■ Given problem ■
Print all entries precisely as they are written.

■ Information supplied ■

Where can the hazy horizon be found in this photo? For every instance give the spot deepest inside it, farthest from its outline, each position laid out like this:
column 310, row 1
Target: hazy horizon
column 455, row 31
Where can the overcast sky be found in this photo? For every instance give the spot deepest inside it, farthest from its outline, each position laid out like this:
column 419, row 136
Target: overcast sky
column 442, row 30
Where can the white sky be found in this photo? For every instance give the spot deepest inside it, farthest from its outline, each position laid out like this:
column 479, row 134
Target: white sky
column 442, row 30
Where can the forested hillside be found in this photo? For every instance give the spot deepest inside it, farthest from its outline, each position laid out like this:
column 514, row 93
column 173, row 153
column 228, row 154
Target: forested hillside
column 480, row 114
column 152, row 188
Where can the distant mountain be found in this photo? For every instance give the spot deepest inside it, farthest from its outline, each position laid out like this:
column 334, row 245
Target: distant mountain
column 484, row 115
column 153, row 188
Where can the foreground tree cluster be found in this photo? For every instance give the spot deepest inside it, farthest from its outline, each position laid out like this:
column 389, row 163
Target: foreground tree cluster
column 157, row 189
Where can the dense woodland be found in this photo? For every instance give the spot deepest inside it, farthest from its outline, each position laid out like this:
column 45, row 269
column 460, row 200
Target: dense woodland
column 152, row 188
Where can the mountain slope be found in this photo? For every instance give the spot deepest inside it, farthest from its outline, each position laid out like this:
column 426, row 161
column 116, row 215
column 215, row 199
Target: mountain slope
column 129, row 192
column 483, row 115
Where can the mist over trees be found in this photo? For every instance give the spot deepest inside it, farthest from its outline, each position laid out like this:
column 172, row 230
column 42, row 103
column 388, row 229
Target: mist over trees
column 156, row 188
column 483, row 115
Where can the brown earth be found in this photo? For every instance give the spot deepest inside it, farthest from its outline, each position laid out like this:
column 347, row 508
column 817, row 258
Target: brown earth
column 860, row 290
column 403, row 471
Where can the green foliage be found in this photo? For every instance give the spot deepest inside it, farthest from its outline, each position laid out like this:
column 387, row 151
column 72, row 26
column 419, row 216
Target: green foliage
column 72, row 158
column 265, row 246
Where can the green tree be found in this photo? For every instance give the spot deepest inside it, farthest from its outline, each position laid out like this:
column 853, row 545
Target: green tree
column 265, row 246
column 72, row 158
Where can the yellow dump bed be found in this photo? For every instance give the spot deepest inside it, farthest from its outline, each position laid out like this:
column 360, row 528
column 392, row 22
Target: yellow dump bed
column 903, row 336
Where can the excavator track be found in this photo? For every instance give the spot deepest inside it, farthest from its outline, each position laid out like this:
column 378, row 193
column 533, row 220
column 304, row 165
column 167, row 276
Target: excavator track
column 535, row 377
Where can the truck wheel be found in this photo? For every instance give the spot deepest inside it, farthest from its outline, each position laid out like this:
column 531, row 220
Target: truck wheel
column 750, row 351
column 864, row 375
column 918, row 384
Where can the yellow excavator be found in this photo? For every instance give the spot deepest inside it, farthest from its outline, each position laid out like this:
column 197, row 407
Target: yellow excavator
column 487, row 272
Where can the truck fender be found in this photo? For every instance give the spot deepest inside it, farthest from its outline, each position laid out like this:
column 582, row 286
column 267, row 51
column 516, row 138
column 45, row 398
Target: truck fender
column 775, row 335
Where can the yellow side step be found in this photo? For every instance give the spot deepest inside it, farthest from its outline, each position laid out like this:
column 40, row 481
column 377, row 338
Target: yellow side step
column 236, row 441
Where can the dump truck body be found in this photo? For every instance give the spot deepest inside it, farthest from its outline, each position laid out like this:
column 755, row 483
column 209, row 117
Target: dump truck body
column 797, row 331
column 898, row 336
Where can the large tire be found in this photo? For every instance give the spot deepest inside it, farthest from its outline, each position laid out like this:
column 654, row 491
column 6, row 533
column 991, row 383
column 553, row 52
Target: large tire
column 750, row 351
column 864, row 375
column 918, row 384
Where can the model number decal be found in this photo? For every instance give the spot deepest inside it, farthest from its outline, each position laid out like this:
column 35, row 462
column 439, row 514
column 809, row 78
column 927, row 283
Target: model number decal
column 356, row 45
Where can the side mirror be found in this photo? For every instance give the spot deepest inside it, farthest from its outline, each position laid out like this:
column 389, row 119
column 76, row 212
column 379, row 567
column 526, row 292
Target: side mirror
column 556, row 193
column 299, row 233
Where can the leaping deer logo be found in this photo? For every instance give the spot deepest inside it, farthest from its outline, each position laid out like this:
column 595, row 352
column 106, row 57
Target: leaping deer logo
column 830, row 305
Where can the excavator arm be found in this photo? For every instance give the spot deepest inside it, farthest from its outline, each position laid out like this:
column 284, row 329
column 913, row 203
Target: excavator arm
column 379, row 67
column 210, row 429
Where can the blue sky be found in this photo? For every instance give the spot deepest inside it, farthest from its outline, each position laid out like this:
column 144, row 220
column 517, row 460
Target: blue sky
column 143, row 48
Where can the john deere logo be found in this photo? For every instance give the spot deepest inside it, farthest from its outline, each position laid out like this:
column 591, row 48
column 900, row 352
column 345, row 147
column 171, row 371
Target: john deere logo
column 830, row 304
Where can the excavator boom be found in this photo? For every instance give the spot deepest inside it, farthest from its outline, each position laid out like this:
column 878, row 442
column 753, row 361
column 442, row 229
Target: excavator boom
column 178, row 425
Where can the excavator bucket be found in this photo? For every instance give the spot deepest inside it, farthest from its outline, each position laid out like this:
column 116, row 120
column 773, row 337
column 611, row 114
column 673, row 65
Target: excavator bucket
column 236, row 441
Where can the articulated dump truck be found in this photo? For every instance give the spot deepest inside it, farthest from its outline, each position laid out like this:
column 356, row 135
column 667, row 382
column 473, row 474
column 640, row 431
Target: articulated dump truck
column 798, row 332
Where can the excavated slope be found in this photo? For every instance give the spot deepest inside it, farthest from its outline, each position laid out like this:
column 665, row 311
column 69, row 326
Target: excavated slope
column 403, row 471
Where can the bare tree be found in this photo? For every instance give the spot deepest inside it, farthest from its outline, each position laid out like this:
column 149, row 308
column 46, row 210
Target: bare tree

■ Output for this exercise ■
Where can the hazy horizon be found in this photo? For every instance give the spot deepest inside it, farthest from its outline, each position laid out like this:
column 310, row 1
Target: hazy horizon
column 455, row 31
Where can the overcast sky be found in this photo? For every instance give the spot deepest inside it, farthest from its outline, each position laid out like this:
column 419, row 136
Target: overcast sky
column 442, row 30
Where can the white sky be found in this photo? For every instance give the spot deepest inside it, farthest from its outline, each position laid out like this:
column 479, row 134
Target: white sky
column 442, row 30
Where can the forested hillside be found in this photo? For every instance give the spot deepest inside it, farthest from its outline, each position laid out like this:
column 514, row 93
column 173, row 153
column 228, row 154
Target: forested hillside
column 480, row 114
column 152, row 188
Where can the distant mountain be found in this photo? For every instance give the spot deepest inside it, farthest from its outline, each position laid out like this:
column 334, row 245
Target: distant mountain
column 484, row 115
column 153, row 188
Where can the foreground tree cluster be found in this photo? For every instance give the spot deepest inside it, farthest from its outline, each position laid out like this:
column 389, row 163
Target: foreground tree cluster
column 157, row 189
Where can the dense woodland be found in this photo? For every instance give the spot deepest inside it, farthest from its outline, each position laid out like this:
column 45, row 269
column 460, row 200
Target: dense woodland
column 152, row 188
Where can the mountain slope be found in this photo? For every instance give the spot deepest inside it, farthest from its outline, each position laid out like this:
column 426, row 161
column 116, row 215
column 215, row 199
Target: mountain slope
column 129, row 192
column 483, row 115
Where can the mist over trees be found in this photo? For every instance give the spot deepest inside it, farthest from its outline, each position laid out like this:
column 172, row 230
column 42, row 103
column 388, row 229
Target: mist over trees
column 156, row 188
column 483, row 115
Where can the brown earth be found in this photo? For every instance give the spot deepest inside it, farthest from its outline, each position laid out like this:
column 347, row 508
column 817, row 258
Target: brown earth
column 860, row 290
column 403, row 471
Where can the green foliage be found in this photo? For every instance give the spot deepest inside it, farthest from its outline, each position laid out like this:
column 387, row 151
column 72, row 26
column 419, row 216
Target: green foliage
column 72, row 158
column 265, row 246
Where can the green tree be found in this photo? For every instance give the spot deepest inside it, farthest from its outline, each position laid out like this:
column 853, row 545
Target: green tree
column 265, row 246
column 72, row 158
Where can the yellow dump bed be found in this photo? For every instance give the spot deepest inside it, farthest from its outline, each position laid out like this:
column 360, row 528
column 392, row 22
Target: yellow dump bed
column 903, row 336
Where can the excavator track be found in this photo? For every instance give the spot deepest inside it, farthest from its outline, each position laid out like this:
column 378, row 193
column 533, row 220
column 304, row 165
column 167, row 276
Target: excavator track
column 535, row 377
Where can the truck wheel be found in this photo? For every instance give the spot deepest inside it, farthest from its outline, each position laid out like this:
column 531, row 220
Target: truck wheel
column 750, row 351
column 864, row 375
column 918, row 384
Where can the yellow excavator be found in this photo? For every instance give the spot deepest inside it, farthest from its outline, each position laid out like this:
column 197, row 407
Target: yellow excavator
column 487, row 272
Where can the truck fender be found in this photo? For every instance give the spot deepest inside it, farthest from its outline, each position laid out like this:
column 582, row 286
column 267, row 51
column 516, row 138
column 45, row 398
Target: truck fender
column 775, row 335
Where can the yellow side step be found in this photo? For every instance give the spot deepest inside it, farthest from its outline, each position laid out like this:
column 40, row 481
column 377, row 338
Target: yellow side step
column 236, row 441
Where can the dump truck body be found in this photo? For every instance give the spot deepest inside it, farthest from its outline, each position laid out like this:
column 755, row 483
column 209, row 117
Target: dump truck body
column 797, row 331
column 898, row 336
Where can the large tire be found in this photo? For every instance give the spot deepest inside it, farthest from its outline, each position laid out like this:
column 654, row 491
column 6, row 533
column 991, row 383
column 553, row 52
Target: large tire
column 750, row 351
column 864, row 375
column 918, row 384
Where can the model number decal be found in this photo? For every instance give the spot deepest inside it, farthest from its outline, each position laid out like this:
column 35, row 462
column 439, row 514
column 809, row 78
column 927, row 283
Target: model number decal
column 356, row 45
Where can the side mirror be found in this photo? For every instance give the spot deepest inside it, farthest from its outline, each position laid out like this:
column 389, row 119
column 76, row 212
column 379, row 567
column 526, row 292
Target: side mirror
column 556, row 193
column 299, row 233
Where can the leaping deer logo be found in this photo? For every instance give the spot deepest inside it, farthest from its outline, each position laid out like this:
column 595, row 352
column 106, row 57
Target: leaping deer logo
column 830, row 305
Where can the excavator arm be found in this photo? For every instance give the spot deepest inside it, farthest from its outline, each position laid out like this:
column 284, row 329
column 913, row 203
Target: excavator arm
column 379, row 67
column 210, row 429
Where can the blue sky be found in this photo? For every instance give the spot deepest inside it, farthest from its outline, each position laid out like this:
column 144, row 220
column 517, row 460
Target: blue sky
column 143, row 48
Where can the john deere logo be found in this photo? For every instance give the spot deepest inside it, farthest from its outline, each position laid out like this:
column 591, row 48
column 900, row 352
column 345, row 147
column 171, row 371
Target: john deere logo
column 830, row 304
Where can the excavator boom be found in this photo? For every instance give the spot deepest inside it, farthest from its outline, each position laid out like this:
column 878, row 442
column 753, row 361
column 442, row 229
Target: excavator boom
column 178, row 425
Where can the excavator bucket be found in this photo? For every instance give the spot deepest inside it, farthest from its outline, each position laid out like this:
column 116, row 120
column 773, row 337
column 611, row 114
column 673, row 65
Target: excavator bucket
column 236, row 441
Where can the articulated dump truck be found in this photo? For every instance give the spot deepest inside it, farthest from its outline, each position laid out like this:
column 356, row 135
column 667, row 382
column 473, row 474
column 640, row 431
Target: articulated dump truck
column 798, row 332
Where can the excavated slope be found in this photo? For every instance give the spot deepest inside it, farthest from its outline, each position laid out like this:
column 665, row 311
column 69, row 326
Target: excavated slope
column 403, row 471
Where can the bare tree be found in this photo? For every instance give the spot deepest inside it, farthest from its outline, each position laid out like this:
column 149, row 308
column 46, row 210
Target: bare tree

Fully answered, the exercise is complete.